Segment Open
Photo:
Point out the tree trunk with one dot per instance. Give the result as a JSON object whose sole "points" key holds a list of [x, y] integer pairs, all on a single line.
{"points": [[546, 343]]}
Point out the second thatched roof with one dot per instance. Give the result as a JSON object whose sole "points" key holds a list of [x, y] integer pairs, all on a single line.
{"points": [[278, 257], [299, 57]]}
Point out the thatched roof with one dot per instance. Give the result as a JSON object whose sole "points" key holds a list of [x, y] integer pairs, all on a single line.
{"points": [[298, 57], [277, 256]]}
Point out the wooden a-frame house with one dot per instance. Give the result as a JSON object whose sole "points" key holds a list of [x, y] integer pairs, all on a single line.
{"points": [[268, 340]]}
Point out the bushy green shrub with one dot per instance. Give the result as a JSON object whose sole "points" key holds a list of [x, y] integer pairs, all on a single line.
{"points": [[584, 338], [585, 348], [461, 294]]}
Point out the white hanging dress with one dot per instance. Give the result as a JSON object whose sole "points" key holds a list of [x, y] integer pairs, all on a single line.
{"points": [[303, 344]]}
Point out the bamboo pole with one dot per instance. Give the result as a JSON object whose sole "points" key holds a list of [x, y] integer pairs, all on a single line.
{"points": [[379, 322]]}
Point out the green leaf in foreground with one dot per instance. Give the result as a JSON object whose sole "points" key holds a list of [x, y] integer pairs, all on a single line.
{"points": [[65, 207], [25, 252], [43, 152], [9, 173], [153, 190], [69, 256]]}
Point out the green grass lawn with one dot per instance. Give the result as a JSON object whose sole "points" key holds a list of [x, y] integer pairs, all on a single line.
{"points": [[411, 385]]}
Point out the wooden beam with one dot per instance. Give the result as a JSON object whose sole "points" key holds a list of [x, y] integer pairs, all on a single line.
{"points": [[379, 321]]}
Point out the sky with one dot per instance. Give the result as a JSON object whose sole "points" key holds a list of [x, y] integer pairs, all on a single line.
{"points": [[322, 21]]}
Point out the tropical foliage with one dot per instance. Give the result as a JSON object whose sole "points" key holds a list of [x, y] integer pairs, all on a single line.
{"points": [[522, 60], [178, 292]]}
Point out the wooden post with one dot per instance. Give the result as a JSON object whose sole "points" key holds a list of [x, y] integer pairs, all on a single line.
Segment Closed
■ INSTRUCTIONS TO FOLLOW: Repeat the listing exactly, from its first line to its last.

■ ANSWER:
Photo:
Point out the tree trunk with one dot per instance. Give the result as a JSON object whose sole "points" key holds a list of [x, y] integer pairs, all on a single line.
{"points": [[546, 343]]}
Point out the second thatched roof with one dot per instance. Give the result as a JSON object whose sole "points" key holds a list of [x, y] integer pairs, all on a single line.
{"points": [[278, 257], [299, 57]]}
Point out the thatched roof with one dot per instance. Give the result as a JSON object whose sole "points" key holds a list of [x, y] integer pairs, all on a single line.
{"points": [[298, 57], [277, 256]]}
Point out the wooden a-frame house with one dot per instance. Give the result as a JSON object whose sole "points" key holds a list of [x, y] integer pairs, all on a single line.
{"points": [[268, 340]]}
Point out the bushy green shrub with one dot per instance. Give the result as a JSON object whose sole "points" key holds a list of [x, y] integer pairs, all on a single line.
{"points": [[584, 338], [585, 348], [461, 294]]}
Point out the white hanging dress with one dot per instance. Give the result as a JSON object whose sole "points" key holds a list of [x, y] integer pairs, all on a single line.
{"points": [[303, 344]]}
Point out the bamboo pole with one dot per instance. Give the result as a JSON object whose sole "points" key holds a list of [x, y] integer pairs, all on a single line.
{"points": [[379, 322]]}
Point out the green leaf in foreground with one dot per instance. Give the result as a JSON object whose sole "points" key holds a list of [x, y] integer pairs, all on a single line.
{"points": [[65, 207], [25, 252], [43, 152], [9, 173], [153, 190], [69, 256]]}
Point out the green grass lawn with one dot per instance. Give the result as a JSON object whose sole "points" key holds a list of [x, y] integer pairs, all on a single line.
{"points": [[411, 385]]}
Point out the wooden beam with one dot per instance. Give the result as a JSON object whose sole "points" key holds a list of [x, y] integer pairs, all on a single line.
{"points": [[379, 321]]}
Point out the sky with one dot per instance. Give the result as a JSON object whose sole "points" key holds a list of [x, y] integer pairs, all on a single line.
{"points": [[322, 21]]}
Point out the tropical foliage with one dot per instance. Give the result as a JSON object whose sole "points" key holds a list of [x, y] integer pairs, all on a single line.
{"points": [[522, 60], [178, 292]]}
Point out the wooden post with one dot per instance. Give the result as a JSON object whose sole "points" key holds a list of [x, y] integer pairs, all on a single line.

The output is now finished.